Archive forMarch, 2004

Migrating my life to Mail and IMAP

I’ve been thinking of moving my mail out of Eudora for a long time now. With every passing year, Eudora gets only slightly better, while its flaws seem to become more noticeable. This weekend I finally made the move. Actually, I haven’t finished yet. Moving 340,000 messages while keeping metadata (replied-to markers and other such things) intact is a large undertaking, and I’m probably only about 30% done.

What finally spurred me to change was the server that a couple of us set up last month. Thanks to that, I can now get my mail via IMAP, which I’ve wanted for a long time. (I can also check it via webmail and SSH. Yes, I can have my cake and eat it too, as long as it’s an email cake.) Mail handles IMAP quite well and also satisfies most of the constraints I mentioned in my post a year ago. Also, Mail keeps getting better and better with every Mac OS X release.

- Directives
(A) In the mail migration post, how many messages does the writer need to move?
(B) Rewrite the part of the mail migration post that begins at the words "Archive forMarch, 2004" and stops after "about 30% done.", putting "Outlook" wherever "Eudora" appears.
The material after this comes from a different source.

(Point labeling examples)
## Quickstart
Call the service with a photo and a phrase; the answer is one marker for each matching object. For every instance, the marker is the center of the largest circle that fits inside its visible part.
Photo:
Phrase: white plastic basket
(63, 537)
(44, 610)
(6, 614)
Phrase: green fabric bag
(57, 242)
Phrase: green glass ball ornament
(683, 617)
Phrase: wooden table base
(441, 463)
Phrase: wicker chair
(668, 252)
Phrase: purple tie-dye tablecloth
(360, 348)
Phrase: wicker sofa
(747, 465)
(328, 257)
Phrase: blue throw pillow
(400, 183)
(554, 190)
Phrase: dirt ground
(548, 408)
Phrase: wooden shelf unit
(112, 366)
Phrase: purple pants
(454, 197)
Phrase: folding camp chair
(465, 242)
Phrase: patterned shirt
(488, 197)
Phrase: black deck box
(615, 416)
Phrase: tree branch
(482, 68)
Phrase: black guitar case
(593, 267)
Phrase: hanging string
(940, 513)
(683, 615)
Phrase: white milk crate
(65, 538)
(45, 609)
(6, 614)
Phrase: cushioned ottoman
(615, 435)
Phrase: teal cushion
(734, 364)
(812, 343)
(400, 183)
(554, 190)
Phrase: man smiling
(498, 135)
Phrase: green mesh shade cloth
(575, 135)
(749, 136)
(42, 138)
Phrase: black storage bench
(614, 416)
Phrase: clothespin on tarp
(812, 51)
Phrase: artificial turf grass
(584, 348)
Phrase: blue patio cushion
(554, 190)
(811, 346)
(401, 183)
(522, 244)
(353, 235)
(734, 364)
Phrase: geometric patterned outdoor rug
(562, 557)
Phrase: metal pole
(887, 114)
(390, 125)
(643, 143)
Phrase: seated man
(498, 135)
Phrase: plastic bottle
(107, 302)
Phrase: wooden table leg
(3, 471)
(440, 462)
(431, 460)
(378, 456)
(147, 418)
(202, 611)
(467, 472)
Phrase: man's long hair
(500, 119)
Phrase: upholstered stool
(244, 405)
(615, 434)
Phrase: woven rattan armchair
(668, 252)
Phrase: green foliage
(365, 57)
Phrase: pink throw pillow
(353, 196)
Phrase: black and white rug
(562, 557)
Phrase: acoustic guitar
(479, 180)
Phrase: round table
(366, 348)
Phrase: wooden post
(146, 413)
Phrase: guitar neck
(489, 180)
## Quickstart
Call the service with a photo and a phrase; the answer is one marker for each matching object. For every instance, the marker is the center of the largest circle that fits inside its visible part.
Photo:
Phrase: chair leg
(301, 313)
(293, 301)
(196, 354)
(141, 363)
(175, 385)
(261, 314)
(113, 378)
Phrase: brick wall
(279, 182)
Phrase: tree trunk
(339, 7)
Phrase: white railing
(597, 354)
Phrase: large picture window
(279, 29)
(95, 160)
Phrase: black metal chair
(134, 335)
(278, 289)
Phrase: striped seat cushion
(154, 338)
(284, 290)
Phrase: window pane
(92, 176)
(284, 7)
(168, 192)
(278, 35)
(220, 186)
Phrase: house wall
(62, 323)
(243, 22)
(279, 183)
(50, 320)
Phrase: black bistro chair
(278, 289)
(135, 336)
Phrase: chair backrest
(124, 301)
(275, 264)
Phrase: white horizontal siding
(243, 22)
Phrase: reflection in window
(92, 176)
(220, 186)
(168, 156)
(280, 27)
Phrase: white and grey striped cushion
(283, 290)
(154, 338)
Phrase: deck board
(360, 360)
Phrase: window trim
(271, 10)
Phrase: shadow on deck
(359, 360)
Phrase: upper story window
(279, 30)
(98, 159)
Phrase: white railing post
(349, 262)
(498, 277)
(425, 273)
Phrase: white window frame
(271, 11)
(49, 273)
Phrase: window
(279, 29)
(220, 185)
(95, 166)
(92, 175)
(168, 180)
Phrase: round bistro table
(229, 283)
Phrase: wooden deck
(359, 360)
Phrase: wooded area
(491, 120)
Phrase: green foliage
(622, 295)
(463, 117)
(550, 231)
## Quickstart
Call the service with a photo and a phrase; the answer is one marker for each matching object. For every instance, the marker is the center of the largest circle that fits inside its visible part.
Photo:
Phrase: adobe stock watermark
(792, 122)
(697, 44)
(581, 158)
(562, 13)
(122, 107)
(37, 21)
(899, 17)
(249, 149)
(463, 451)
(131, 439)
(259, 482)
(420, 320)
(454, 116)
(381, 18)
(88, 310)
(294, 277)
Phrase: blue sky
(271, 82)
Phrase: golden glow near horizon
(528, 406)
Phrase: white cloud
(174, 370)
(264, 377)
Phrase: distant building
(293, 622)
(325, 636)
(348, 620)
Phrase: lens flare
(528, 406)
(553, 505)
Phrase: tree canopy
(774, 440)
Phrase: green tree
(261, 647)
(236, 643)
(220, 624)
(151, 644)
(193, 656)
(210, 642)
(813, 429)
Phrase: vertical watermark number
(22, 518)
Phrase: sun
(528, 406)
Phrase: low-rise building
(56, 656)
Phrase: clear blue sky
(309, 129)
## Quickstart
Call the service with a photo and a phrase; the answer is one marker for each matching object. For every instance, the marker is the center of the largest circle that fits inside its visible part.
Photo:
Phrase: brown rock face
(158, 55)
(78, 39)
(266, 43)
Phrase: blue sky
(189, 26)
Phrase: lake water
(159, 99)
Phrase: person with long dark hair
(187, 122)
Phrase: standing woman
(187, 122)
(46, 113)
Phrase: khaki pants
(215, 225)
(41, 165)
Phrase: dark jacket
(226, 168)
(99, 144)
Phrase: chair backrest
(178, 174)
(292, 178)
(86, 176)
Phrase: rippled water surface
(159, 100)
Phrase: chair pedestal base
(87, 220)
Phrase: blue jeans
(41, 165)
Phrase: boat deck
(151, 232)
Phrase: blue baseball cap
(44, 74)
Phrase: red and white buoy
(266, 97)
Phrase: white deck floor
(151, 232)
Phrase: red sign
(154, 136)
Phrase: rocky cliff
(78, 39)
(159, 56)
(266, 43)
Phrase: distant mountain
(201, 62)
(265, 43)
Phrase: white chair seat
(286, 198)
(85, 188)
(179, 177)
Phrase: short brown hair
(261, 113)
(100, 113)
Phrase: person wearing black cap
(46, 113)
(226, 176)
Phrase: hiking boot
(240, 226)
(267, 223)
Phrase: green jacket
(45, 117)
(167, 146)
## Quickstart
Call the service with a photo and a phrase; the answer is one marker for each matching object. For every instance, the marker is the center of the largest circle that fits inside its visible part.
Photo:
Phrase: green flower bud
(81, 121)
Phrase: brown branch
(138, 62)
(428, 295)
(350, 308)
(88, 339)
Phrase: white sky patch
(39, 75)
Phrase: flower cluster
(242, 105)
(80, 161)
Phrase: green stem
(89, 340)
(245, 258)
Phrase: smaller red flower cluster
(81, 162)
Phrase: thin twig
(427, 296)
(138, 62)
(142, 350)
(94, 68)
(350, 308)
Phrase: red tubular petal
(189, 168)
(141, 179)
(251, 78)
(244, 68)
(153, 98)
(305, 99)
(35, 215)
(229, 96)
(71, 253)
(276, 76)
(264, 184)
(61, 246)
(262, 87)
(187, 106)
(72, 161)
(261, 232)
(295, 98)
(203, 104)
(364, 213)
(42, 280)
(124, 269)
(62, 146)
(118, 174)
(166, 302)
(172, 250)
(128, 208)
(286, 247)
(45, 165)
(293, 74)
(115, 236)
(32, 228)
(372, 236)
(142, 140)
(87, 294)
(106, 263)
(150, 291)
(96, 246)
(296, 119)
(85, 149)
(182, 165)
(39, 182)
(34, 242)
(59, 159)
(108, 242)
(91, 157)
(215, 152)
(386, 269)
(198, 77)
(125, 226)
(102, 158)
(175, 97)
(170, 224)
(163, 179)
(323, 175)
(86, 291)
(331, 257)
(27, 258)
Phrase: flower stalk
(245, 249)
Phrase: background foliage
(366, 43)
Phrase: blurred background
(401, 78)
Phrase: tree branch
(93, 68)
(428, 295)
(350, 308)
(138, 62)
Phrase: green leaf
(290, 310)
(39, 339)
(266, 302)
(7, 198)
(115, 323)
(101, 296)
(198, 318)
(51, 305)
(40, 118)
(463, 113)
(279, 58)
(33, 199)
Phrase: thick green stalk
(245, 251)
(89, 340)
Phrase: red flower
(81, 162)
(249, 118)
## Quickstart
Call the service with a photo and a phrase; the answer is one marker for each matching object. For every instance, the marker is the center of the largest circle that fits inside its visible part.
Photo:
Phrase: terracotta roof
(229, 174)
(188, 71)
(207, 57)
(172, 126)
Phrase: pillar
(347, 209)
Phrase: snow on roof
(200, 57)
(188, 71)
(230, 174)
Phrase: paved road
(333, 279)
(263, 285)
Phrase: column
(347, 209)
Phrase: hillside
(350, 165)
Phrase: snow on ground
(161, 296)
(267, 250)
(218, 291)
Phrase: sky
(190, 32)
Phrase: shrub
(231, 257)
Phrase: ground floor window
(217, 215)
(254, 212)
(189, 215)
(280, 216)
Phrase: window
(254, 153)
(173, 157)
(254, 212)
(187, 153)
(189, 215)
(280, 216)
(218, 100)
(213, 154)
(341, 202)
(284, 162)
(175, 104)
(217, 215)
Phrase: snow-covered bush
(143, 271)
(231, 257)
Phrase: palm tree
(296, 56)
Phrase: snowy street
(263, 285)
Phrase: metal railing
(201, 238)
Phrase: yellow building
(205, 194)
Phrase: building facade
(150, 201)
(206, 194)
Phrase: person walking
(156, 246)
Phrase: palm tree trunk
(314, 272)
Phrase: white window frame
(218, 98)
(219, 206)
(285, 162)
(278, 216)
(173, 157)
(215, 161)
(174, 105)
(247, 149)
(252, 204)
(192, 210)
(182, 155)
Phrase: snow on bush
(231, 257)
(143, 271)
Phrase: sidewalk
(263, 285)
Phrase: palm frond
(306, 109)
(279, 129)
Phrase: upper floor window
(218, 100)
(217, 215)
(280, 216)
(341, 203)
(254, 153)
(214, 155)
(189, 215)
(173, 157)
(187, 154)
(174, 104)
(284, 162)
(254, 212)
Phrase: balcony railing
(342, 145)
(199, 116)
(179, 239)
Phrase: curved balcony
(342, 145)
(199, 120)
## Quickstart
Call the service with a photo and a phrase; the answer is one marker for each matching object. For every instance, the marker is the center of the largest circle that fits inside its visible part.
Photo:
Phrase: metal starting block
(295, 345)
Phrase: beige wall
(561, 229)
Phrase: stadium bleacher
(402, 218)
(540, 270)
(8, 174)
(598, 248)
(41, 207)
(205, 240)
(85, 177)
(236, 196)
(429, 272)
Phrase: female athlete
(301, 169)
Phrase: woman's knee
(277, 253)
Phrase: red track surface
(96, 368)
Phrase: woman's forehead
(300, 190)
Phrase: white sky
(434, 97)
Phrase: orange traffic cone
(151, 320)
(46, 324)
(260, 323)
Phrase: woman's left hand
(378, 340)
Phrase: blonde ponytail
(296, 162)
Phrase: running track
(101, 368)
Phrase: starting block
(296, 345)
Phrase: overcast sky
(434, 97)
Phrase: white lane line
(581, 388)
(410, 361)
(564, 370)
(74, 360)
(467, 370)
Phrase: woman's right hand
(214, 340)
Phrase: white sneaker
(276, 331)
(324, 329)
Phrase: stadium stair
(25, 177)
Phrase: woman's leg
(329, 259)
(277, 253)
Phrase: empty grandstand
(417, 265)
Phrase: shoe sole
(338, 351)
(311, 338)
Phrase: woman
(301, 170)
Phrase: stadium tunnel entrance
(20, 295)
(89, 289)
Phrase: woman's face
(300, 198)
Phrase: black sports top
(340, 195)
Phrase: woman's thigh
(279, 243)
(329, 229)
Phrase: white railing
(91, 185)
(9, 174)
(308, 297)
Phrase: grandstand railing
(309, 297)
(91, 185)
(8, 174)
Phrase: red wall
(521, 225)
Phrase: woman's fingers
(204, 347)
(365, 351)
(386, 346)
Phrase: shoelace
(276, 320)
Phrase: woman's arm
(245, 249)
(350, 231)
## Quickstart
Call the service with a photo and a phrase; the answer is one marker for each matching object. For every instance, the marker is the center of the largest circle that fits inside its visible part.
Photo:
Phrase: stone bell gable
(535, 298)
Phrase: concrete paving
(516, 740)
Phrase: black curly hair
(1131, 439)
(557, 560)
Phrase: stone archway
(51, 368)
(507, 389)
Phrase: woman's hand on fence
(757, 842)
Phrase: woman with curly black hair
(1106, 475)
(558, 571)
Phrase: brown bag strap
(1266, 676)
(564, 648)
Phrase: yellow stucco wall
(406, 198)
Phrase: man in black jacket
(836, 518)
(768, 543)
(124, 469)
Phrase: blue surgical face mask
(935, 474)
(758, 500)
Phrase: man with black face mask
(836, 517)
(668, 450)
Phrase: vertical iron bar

- Answers given
(A) 340,000 messages.

(B)
Archive forMarch, 2004

Migrating my life to Mail and IMAP

I’ve been thinking of moving my mail out of Outlook for a long time now. With every passing year, Outlook gets only slightly better, while its flaws seem to become more noticeable. This weekend I finally made the move. Actually, I haven’t finished yet. Moving 340,000 messages while keeping metadata (replied-to markers and other such things) intact is a large undertaking, and I’m probably only about 30% done.